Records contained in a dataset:
((
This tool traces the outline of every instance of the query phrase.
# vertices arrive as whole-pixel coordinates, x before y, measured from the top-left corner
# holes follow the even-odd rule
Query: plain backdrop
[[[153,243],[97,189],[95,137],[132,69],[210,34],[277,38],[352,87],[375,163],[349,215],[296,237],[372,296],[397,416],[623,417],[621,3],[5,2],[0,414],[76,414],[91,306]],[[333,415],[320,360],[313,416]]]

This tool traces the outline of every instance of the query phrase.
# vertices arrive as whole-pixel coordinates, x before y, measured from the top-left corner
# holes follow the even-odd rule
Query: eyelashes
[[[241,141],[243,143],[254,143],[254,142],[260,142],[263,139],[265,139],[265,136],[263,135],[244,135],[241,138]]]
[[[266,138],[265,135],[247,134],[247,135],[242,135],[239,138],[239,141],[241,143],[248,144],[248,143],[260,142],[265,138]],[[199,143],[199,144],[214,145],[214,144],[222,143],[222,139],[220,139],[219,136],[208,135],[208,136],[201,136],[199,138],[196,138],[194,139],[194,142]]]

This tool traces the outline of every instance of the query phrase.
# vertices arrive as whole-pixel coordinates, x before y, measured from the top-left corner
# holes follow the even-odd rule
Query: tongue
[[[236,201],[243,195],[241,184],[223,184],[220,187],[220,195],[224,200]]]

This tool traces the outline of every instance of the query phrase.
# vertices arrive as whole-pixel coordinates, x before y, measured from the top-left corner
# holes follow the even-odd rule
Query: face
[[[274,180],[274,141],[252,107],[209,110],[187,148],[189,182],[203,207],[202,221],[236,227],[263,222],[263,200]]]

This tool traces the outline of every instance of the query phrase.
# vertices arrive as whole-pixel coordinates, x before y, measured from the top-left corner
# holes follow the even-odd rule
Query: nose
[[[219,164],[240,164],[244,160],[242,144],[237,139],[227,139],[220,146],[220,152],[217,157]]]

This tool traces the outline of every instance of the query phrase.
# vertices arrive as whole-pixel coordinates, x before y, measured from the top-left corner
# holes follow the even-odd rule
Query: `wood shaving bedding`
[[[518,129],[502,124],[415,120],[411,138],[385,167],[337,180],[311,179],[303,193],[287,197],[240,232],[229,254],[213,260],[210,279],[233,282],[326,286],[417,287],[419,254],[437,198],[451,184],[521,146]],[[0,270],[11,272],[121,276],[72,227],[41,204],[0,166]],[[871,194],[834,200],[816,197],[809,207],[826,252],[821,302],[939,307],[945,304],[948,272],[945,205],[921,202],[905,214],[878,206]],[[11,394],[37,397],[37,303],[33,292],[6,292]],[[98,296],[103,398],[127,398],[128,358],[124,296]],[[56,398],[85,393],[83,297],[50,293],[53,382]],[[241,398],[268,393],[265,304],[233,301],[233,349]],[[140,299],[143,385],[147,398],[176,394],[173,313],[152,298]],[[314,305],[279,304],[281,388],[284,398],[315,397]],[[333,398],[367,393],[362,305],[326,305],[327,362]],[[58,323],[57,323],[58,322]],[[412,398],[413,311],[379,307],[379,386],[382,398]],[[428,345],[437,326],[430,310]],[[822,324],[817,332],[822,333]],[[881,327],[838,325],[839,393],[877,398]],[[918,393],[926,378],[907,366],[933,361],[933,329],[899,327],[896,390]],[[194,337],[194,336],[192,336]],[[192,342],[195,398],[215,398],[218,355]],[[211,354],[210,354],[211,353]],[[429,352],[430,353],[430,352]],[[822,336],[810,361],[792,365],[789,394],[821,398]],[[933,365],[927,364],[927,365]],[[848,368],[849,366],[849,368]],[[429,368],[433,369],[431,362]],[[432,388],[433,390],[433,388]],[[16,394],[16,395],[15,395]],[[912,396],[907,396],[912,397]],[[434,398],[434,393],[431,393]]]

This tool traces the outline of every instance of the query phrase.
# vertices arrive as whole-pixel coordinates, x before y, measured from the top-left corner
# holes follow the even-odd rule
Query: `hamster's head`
))
▶ [What to produce]: Give back the data exactly.

▶ [Solution for this problem]:
This tool traces the outline of every instance of the query phrase.
# vertices arrive as whole-pixel coordinates, x before y, measured from the top-left corner
# holes follow the even-odd rule
Query: plain backdrop
[[[153,243],[97,189],[95,137],[132,69],[210,34],[277,38],[352,87],[375,163],[349,215],[296,237],[372,296],[397,416],[623,417],[621,3],[5,2],[0,414],[76,414],[91,306]],[[333,415],[320,360],[313,416]]]

This tool traces the outline of every instance of the query phrase.
# vertices arrive as whole-pixel coordinates, x before y, measured from the top-left corner
# holes follow the even-odd rule
Query: eyelashes
[[[241,141],[243,143],[254,143],[254,142],[260,142],[263,139],[265,139],[265,136],[263,135],[244,135],[241,138]]]
[[[266,138],[265,135],[247,134],[247,135],[242,135],[239,138],[239,141],[241,143],[248,144],[248,143],[260,142],[265,138]],[[199,143],[199,144],[214,145],[214,144],[222,143],[222,139],[220,139],[219,136],[208,135],[208,136],[201,136],[199,138],[196,138],[194,139],[194,142]]]

This tool traces the outline of every instance of the query phrase.
# vertices arrive as whole-pixel coordinates, x before y, measured from the top-left corner
# holes follow the even-odd rule
Query: tongue
[[[236,201],[243,195],[241,184],[223,184],[220,187],[220,195],[224,200]]]

This tool traces the outline of every instance of the query phrase.
# vertices arrive as whole-pixel coordinates, x before y, measured from the top-left corner
# holes follow the even-odd rule
Query: face
[[[274,180],[274,141],[252,107],[209,110],[187,148],[189,182],[203,207],[202,221],[236,227],[263,222],[263,200]]]

This tool traces the outline of every instance of the query phrase.
# vertices arrive as whole-pixel coordinates, x before y, measured from the top-left corner
# holes follow the even-odd rule
Query: nose
[[[219,164],[240,164],[244,160],[242,144],[237,139],[227,139],[220,146],[220,152],[217,157]]]

This tool traces the outline of every instance of the query phrase.
# vertices arrive as whole-pixel coordinates, x before y, measured from the top-left corner
# holes follow the even-odd rule
Query: `wood shaving bedding`
[[[518,129],[502,124],[415,120],[411,138],[385,167],[337,180],[311,179],[303,193],[287,197],[240,232],[229,254],[213,260],[210,279],[233,282],[326,286],[417,287],[419,254],[437,198],[451,184],[521,146]],[[0,270],[11,272],[121,276],[72,227],[41,204],[0,166]],[[871,194],[834,200],[816,197],[809,207],[826,252],[821,302],[939,307],[945,304],[948,272],[945,205],[921,202],[905,214],[878,206]],[[11,394],[37,397],[37,303],[33,292],[6,292]],[[98,296],[103,398],[127,398],[128,358],[124,296]],[[56,398],[85,393],[83,297],[50,293],[53,382]],[[241,398],[268,393],[265,304],[233,301],[233,349]],[[140,299],[143,385],[147,398],[176,394],[173,313],[152,298]],[[314,305],[279,304],[281,388],[284,398],[315,397]],[[333,398],[367,393],[362,305],[326,305],[327,362]],[[58,323],[57,323],[58,322]],[[412,398],[413,311],[379,307],[379,386],[382,398]],[[428,345],[437,326],[430,310]],[[822,324],[817,332],[822,333]],[[881,327],[838,325],[839,393],[877,398]],[[918,393],[926,378],[907,366],[933,361],[933,329],[899,327],[896,390]],[[194,337],[194,336],[192,336]],[[192,342],[195,398],[215,398],[218,355]],[[211,354],[210,354],[211,353]],[[429,352],[430,353],[430,352]],[[822,336],[810,361],[792,365],[789,394],[821,398]],[[933,365],[927,364],[927,365]],[[848,368],[849,366],[849,368]],[[429,368],[433,369],[431,362]],[[432,388],[433,390],[433,388]],[[16,394],[16,395],[15,395]],[[912,396],[907,396],[912,397]],[[434,398],[434,393],[431,393]]]

This tool traces the outline of every instance of the query phrase.
# vertices arrive as whole-pixel coordinates, x before y, measured from the top-left corner
# holes follow the even-odd rule
Query: `hamster's head`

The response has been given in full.